Problem description: Return each line of the listing exactly as written.

Excerpted records:

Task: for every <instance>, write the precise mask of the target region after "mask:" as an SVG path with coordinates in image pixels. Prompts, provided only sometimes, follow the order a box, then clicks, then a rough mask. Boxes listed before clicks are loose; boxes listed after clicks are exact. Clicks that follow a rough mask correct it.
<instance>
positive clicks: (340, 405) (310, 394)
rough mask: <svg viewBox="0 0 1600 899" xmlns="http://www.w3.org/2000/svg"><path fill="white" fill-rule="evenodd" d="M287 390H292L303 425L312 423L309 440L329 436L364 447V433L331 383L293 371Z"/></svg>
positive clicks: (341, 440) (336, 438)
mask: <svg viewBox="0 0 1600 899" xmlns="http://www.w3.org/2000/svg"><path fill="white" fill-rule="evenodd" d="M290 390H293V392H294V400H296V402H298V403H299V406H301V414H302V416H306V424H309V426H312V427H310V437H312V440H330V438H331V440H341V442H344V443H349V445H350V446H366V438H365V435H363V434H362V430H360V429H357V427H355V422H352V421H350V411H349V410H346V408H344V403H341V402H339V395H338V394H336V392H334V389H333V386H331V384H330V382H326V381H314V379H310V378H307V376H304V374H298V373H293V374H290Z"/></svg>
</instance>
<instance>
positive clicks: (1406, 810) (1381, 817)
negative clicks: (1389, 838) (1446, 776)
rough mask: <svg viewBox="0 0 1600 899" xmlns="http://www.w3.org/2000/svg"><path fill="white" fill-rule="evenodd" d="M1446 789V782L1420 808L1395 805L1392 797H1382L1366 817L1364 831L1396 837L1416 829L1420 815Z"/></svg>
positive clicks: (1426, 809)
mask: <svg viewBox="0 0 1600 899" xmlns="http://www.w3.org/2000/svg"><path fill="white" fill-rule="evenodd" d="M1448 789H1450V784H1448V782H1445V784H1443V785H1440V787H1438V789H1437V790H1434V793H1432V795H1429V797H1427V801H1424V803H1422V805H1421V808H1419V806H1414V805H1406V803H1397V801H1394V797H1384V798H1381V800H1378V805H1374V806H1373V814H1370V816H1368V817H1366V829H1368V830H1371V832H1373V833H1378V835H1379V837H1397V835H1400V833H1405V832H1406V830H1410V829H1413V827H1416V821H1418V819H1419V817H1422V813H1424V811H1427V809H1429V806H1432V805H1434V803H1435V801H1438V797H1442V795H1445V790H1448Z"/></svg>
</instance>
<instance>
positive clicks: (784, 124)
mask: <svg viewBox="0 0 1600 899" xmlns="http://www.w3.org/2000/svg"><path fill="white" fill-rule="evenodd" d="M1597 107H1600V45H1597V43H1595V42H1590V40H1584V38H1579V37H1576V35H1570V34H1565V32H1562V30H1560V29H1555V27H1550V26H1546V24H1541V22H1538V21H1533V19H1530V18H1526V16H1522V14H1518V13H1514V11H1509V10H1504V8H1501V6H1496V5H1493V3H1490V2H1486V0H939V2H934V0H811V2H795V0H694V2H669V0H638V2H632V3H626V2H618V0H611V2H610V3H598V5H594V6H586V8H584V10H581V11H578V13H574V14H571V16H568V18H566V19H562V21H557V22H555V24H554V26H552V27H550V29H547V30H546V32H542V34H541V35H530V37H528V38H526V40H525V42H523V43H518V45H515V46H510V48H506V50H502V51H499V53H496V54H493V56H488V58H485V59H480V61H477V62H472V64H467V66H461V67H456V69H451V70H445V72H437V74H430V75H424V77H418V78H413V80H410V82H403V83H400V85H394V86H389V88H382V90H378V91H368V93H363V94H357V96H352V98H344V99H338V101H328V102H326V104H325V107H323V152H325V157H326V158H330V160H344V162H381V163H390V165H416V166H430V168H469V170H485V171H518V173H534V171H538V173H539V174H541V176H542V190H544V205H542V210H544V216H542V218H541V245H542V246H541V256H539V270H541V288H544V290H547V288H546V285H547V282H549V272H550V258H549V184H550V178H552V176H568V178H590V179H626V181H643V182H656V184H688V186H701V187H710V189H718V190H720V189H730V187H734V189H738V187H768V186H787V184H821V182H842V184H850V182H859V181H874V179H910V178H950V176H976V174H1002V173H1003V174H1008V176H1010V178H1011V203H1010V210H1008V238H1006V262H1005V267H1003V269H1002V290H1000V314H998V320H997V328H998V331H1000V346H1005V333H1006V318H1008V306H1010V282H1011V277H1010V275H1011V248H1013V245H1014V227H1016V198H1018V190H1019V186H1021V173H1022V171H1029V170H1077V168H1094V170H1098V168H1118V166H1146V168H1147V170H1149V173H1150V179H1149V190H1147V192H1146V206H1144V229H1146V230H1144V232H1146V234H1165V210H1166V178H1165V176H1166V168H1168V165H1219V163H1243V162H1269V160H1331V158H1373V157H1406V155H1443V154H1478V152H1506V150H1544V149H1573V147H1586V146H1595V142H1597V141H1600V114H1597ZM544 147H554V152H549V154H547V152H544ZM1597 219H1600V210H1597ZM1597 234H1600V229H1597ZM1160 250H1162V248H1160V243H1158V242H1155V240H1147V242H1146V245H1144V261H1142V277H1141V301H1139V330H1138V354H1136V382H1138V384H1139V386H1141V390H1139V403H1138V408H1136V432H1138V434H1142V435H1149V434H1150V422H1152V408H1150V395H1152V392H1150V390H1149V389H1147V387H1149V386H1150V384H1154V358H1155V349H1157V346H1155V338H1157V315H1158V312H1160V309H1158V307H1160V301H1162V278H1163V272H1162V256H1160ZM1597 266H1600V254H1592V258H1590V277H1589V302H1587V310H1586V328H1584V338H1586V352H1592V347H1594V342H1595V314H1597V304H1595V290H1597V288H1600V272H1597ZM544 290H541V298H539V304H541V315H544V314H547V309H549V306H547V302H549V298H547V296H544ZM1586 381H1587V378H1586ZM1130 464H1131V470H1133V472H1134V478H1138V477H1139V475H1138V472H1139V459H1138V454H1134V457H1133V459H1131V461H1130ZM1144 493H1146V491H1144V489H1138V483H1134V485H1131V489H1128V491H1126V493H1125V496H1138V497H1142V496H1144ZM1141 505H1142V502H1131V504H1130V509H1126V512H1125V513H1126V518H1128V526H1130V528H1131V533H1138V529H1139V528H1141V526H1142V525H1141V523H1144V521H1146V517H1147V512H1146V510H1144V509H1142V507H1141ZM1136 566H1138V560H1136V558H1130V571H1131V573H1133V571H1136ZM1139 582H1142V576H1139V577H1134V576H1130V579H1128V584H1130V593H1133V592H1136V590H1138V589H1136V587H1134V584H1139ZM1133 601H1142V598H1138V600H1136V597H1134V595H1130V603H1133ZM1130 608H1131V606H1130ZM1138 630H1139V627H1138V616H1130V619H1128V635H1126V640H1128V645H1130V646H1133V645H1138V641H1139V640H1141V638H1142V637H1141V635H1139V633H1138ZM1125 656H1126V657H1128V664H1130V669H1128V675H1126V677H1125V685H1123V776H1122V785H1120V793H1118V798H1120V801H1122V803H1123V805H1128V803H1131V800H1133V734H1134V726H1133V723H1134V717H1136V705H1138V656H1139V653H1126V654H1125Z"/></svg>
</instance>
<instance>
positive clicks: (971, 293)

Completed task:
Task: for every <instance>, write the precise mask of the target region after "mask:" as an SVG path with coordinates in image pixels. Prompts, provided only sometimes, follow the order a box, then clicks, then a rough mask. Boxes listed before clicks are loose; boxes listed after clicks are exact. Clicks that follow a rough mask correct it.
<instance>
positive clicks: (340, 405) (310, 394)
rough mask: <svg viewBox="0 0 1600 899" xmlns="http://www.w3.org/2000/svg"><path fill="white" fill-rule="evenodd" d="M287 390H292L303 425L312 423L309 440L329 436L364 447V433L331 383L293 371Z"/></svg>
positive clicks: (341, 440) (336, 438)
mask: <svg viewBox="0 0 1600 899" xmlns="http://www.w3.org/2000/svg"><path fill="white" fill-rule="evenodd" d="M290 390H293V392H294V400H296V402H298V403H299V406H301V414H302V416H306V424H309V426H312V427H310V437H312V440H330V438H331V440H341V442H344V443H349V445H350V446H366V438H365V435H363V434H362V430H360V429H357V427H355V422H352V421H350V411H349V410H346V408H344V403H341V402H339V395H338V394H336V392H334V389H333V386H331V384H330V382H326V381H314V379H310V378H307V376H304V374H298V373H293V374H290Z"/></svg>
</instance>
<instance>
positive clicks: (1406, 810) (1381, 817)
negative clicks: (1389, 838) (1446, 776)
rough mask: <svg viewBox="0 0 1600 899" xmlns="http://www.w3.org/2000/svg"><path fill="white" fill-rule="evenodd" d="M1446 789V782L1420 808L1395 805L1392 797H1382L1366 817L1364 831L1396 837L1416 829L1420 815Z"/></svg>
positive clicks: (1426, 809)
mask: <svg viewBox="0 0 1600 899" xmlns="http://www.w3.org/2000/svg"><path fill="white" fill-rule="evenodd" d="M1448 789H1450V784H1448V782H1445V784H1443V785H1440V787H1438V789H1437V790H1434V793H1432V795H1429V797H1427V801H1424V803H1422V805H1421V808H1419V806H1414V805H1406V803H1397V801H1394V797H1384V798H1381V800H1378V805H1374V806H1373V814H1370V816H1368V817H1366V829H1368V830H1371V832H1373V833H1378V835H1379V837H1397V835H1400V833H1405V832H1406V830H1410V829H1413V827H1416V821H1418V819H1419V817H1422V813H1424V811H1427V809H1429V806H1432V805H1434V803H1435V801H1438V797H1442V795H1445V790H1448Z"/></svg>
</instance>
<instance>
positive clicks: (784, 124)
mask: <svg viewBox="0 0 1600 899" xmlns="http://www.w3.org/2000/svg"><path fill="white" fill-rule="evenodd" d="M1597 107H1600V45H1597V43H1595V42H1590V40H1584V38H1579V37H1576V35H1570V34H1565V32H1562V30H1560V29H1555V27H1550V26H1546V24H1541V22H1538V21H1533V19H1530V18H1526V16H1522V14H1518V13H1514V11H1509V10H1504V8H1501V6H1496V5H1493V3H1490V2H1486V0H939V2H934V0H811V2H795V0H694V2H669V0H638V2H632V3H626V2H618V0H611V2H610V3H598V5H594V6H586V8H584V10H581V11H578V13H574V14H571V16H568V18H566V19H562V21H557V22H555V24H554V26H552V27H550V29H547V30H546V32H542V34H541V35H530V37H528V38H526V40H525V42H523V43H518V45H515V46H510V48H506V50H502V51H499V53H496V54H493V56H488V58H485V59H480V61H477V62H472V64H467V66H461V67H456V69H451V70H445V72H437V74H430V75H424V77H418V78H413V80H410V82H403V83H400V85H394V86H389V88H382V90H378V91H368V93H363V94H357V96H352V98H344V99H338V101H328V102H326V104H325V107H323V152H325V157H326V158H330V160H344V162H381V163H390V165H416V166H430V168H469V170H485V171H518V173H534V171H538V173H539V174H541V176H542V190H544V205H542V210H544V216H542V218H541V245H542V246H541V256H539V270H541V288H544V290H547V288H546V285H547V282H549V272H550V258H549V184H550V178H552V176H568V178H590V179H626V181H643V182H656V184H688V186H701V187H710V189H718V190H720V189H730V187H734V189H738V187H768V186H787V184H821V182H842V184H850V182H859V181H874V179H910V178H950V176H976V174H1002V173H1003V174H1008V176H1010V178H1011V203H1010V210H1008V238H1006V262H1005V267H1003V269H1002V290H1000V314H998V320H997V328H998V331H1000V346H1005V333H1006V318H1008V306H1010V282H1011V277H1010V275H1011V248H1013V245H1014V227H1016V198H1018V190H1019V186H1021V173H1022V171H1029V170H1077V168H1094V170H1098V168H1118V166H1146V168H1147V170H1149V173H1150V179H1149V190H1147V192H1146V206H1144V229H1146V230H1144V232H1146V234H1165V210H1166V178H1165V176H1166V168H1168V165H1219V163H1243V162H1269V160H1331V158H1373V157H1406V155H1443V154H1478V152H1506V150H1544V149H1573V147H1586V146H1595V142H1597V141H1600V114H1597ZM544 147H554V152H549V154H547V152H544ZM1597 219H1600V210H1597ZM1597 234H1600V229H1597ZM1160 250H1162V248H1160V243H1158V242H1155V240H1147V242H1146V245H1144V261H1142V277H1141V301H1139V330H1138V354H1136V382H1138V384H1139V386H1141V390H1139V403H1138V408H1136V432H1138V434H1142V435H1149V434H1150V422H1152V408H1150V395H1152V392H1150V390H1149V389H1147V387H1149V386H1150V384H1154V358H1155V349H1157V346H1155V338H1157V315H1158V312H1160V309H1158V307H1160V301H1162V278H1163V272H1162V256H1160ZM1597 266H1600V254H1592V258H1590V277H1589V302H1587V310H1586V328H1584V338H1586V352H1592V347H1594V342H1595V314H1597V304H1595V290H1597V288H1600V272H1597ZM544 290H541V298H539V304H541V315H544V314H547V309H549V306H547V302H549V298H547V296H544ZM1586 381H1587V378H1586ZM1130 464H1131V470H1133V472H1134V478H1138V477H1139V475H1138V472H1139V459H1138V454H1134V457H1133V459H1131V461H1130ZM1144 493H1146V491H1144V489H1138V483H1134V485H1131V489H1128V491H1126V493H1125V496H1138V497H1142V496H1144ZM1141 505H1142V502H1131V504H1130V509H1126V512H1125V513H1126V518H1128V526H1130V528H1131V533H1138V529H1139V528H1141V526H1142V525H1141V523H1144V521H1146V517H1147V512H1146V510H1144V509H1142V507H1141ZM1136 566H1138V560H1136V558H1130V571H1131V573H1133V571H1136ZM1139 582H1142V576H1139V577H1134V576H1130V579H1128V584H1130V593H1133V592H1136V590H1138V589H1136V587H1134V584H1139ZM1133 601H1142V598H1138V600H1136V597H1134V595H1130V603H1133ZM1130 608H1131V606H1130ZM1138 630H1139V627H1138V616H1130V619H1128V635H1126V640H1128V645H1130V646H1133V645H1138V641H1139V640H1141V638H1142V637H1141V635H1139V633H1138ZM1125 656H1126V657H1128V664H1130V669H1128V675H1126V677H1125V685H1123V776H1122V785H1120V793H1118V798H1120V801H1122V803H1123V805H1128V803H1131V800H1133V734H1134V726H1133V723H1134V717H1136V705H1138V656H1139V653H1126V654H1125Z"/></svg>
</instance>
<instance>
positive clicks: (971, 293)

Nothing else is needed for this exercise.